Extract:
#####

Apache CarbonData Dev Mailing List archive

Re: Abstracting CarbonData's Index Interface

Posted by Qingqing Zhou on Oct 04, 2016; 5:04pm
URL: http://apache-carbondata-dev-mailing-list-archive.168.s1.nabble.com/Discussion-Abstracting-CarbonData-s-Index-Interface-tp1587p1618.html

On Mon, Oct 3, 2016 at 8:52 PM, Jacky Li <[hidden email]> wrote:
> I think we can try to reuse anything except for Index storage, like
> segment management, query logic processing after InputSplit is gathered
> by calling index interface.I think index can be programmed in different
> level, what I proposed here is still a block level solution, so it can
> be processed in InputFormat level.

I agree the scan provider is at InputFormat level, this is the same for
wherever you store the index. What the discrepancy I see here is the
implementation of the index itself: if you use "database service" to store
your index, you can simple invoke an "CRAETE INDEX" statement to implment
indexing, but if you want to store index in Carbon, you will need to
implment the btree yourself.

Agree "segment management" can be shared, as it is for the indexed data.
About "query logic processing": Currently Carbon pushes certain SARGs into
storage level: so in above picture, these two implementations won't be
able to share this logic: the "data service" one will rely on the query
processor (currently Spark) to tell how to use index, while "carbon" one
will handle it internally. To change this, we will have to expose "carbon"
index to query processor level.

Regards,
Qingqing

#####

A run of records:
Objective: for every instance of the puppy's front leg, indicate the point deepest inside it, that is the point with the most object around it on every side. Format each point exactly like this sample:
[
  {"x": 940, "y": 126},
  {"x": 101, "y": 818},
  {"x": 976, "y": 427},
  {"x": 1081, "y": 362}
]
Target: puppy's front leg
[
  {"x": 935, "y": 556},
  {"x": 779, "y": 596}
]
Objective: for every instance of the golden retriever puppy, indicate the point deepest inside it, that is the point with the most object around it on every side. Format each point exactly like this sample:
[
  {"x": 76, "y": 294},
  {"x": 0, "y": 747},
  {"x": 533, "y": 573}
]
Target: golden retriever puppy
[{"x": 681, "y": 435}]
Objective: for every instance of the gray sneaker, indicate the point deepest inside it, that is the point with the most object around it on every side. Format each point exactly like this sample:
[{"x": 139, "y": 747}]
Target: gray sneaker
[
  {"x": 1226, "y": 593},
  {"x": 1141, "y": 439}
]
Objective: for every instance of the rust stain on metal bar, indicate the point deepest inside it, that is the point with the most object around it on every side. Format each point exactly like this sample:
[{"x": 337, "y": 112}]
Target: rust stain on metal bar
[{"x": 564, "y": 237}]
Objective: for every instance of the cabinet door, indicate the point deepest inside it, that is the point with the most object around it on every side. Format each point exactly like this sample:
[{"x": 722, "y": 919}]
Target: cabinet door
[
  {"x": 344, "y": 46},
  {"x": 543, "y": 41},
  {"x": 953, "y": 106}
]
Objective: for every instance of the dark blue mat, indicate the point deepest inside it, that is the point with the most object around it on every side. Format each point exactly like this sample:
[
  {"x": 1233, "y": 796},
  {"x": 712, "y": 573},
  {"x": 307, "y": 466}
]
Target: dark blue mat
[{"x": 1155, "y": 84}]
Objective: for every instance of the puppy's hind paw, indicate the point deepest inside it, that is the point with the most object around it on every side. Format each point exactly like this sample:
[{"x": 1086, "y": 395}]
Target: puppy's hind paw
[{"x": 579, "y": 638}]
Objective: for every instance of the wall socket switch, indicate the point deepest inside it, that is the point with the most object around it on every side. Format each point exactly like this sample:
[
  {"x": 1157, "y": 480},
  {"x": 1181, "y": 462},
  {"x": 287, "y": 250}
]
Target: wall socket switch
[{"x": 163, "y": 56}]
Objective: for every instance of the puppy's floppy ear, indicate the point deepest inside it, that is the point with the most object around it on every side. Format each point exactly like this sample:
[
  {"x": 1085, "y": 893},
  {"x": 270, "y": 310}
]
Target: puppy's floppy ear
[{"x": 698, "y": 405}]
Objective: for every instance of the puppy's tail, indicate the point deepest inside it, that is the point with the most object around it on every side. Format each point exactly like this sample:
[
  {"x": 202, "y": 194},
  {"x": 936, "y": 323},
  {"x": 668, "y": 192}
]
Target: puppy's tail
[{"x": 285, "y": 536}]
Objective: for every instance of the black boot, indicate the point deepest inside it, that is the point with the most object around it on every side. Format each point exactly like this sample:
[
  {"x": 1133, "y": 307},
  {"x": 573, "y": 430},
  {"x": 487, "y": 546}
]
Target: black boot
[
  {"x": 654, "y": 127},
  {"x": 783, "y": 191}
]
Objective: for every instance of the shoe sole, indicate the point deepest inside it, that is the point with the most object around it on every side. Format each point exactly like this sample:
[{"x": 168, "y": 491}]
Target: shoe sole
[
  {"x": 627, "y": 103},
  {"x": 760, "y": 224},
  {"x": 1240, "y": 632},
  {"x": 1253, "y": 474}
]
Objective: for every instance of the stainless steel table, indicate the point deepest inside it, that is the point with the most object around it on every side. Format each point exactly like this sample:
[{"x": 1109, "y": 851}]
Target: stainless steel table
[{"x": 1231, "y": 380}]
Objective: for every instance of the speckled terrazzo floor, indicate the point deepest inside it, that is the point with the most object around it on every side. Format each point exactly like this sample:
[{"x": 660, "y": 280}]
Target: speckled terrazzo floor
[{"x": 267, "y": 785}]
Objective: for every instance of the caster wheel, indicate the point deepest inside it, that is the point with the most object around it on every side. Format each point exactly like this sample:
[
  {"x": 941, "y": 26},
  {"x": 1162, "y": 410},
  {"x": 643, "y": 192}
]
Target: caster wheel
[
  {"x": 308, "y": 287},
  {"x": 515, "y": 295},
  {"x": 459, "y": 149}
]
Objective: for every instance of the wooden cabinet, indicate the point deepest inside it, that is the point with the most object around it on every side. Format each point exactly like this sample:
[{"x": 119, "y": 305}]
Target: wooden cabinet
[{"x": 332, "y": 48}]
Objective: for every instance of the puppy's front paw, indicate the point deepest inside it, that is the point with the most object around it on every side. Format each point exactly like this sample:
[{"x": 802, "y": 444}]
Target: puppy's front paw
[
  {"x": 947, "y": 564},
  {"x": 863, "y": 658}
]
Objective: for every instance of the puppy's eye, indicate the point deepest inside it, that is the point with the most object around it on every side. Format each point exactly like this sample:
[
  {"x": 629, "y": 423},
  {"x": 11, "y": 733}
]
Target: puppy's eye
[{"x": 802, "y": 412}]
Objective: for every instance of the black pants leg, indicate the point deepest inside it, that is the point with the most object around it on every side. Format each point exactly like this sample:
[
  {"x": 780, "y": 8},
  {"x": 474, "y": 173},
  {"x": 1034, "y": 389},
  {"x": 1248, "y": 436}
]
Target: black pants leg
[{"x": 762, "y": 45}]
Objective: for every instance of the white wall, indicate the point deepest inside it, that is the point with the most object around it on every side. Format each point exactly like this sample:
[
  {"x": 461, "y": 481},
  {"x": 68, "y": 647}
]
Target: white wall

#####

Prompt A: Write out the whole mailing list post on index interfaces, word for word.
Prompt B: How many lines of the listing contain the string "wheel"? Reply with the number alone.
The mailing list post and the listing have no connection to each other.

Exercise answer A:
Apache CarbonData Dev Mailing List archive

Re: Abstracting CarbonData's Index Interface

Posted by Qingqing Zhou on Oct 04, 2016; 5:04pm
URL: http://apache-carbondata-dev-mailing-list-archive.168.s1.nabble.com/Discussion-Abstracting-CarbonData-s-Index-Interface-tp1587p1618.html

On Mon, Oct 3, 2016 at 8:52 PM, Jacky Li <[hidden email]> wrote:
> I think we can try to reuse anything except for Index storage, like
> segment management, query logic processing after InputSplit is gathered
> by calling index interface.I think index can be programmed in different
> level, what I proposed here is still a block level solution, so it can
> be processed in InputFormat level.

I agree the scan provider is at InputFormat level, this is the same for
wherever you store the index. What the discrepancy I see here is the
implementation of the index itself: if you use "database service" to store
your index, you can simple invoke an "CRAETE INDEX" statement to implment
indexing, but if you want to store index in Carbon, you will need to
implment the btree yourself.

Agree "segment management" can be shared, as it is for the indexed data.
About "query logic processing": Currently Carbon pushes certain SARGs into
storage level: so in above picture, these two implementations won't be
able to share this logic: the "data service" one will rely on the query
processor (currently Spark) to tell how to use index, while "carbon" one
will handle it internally. To change this, we will have to expose "carbon"
index to query processor level.

Regards,
Qingqing

Exercise answer B: 2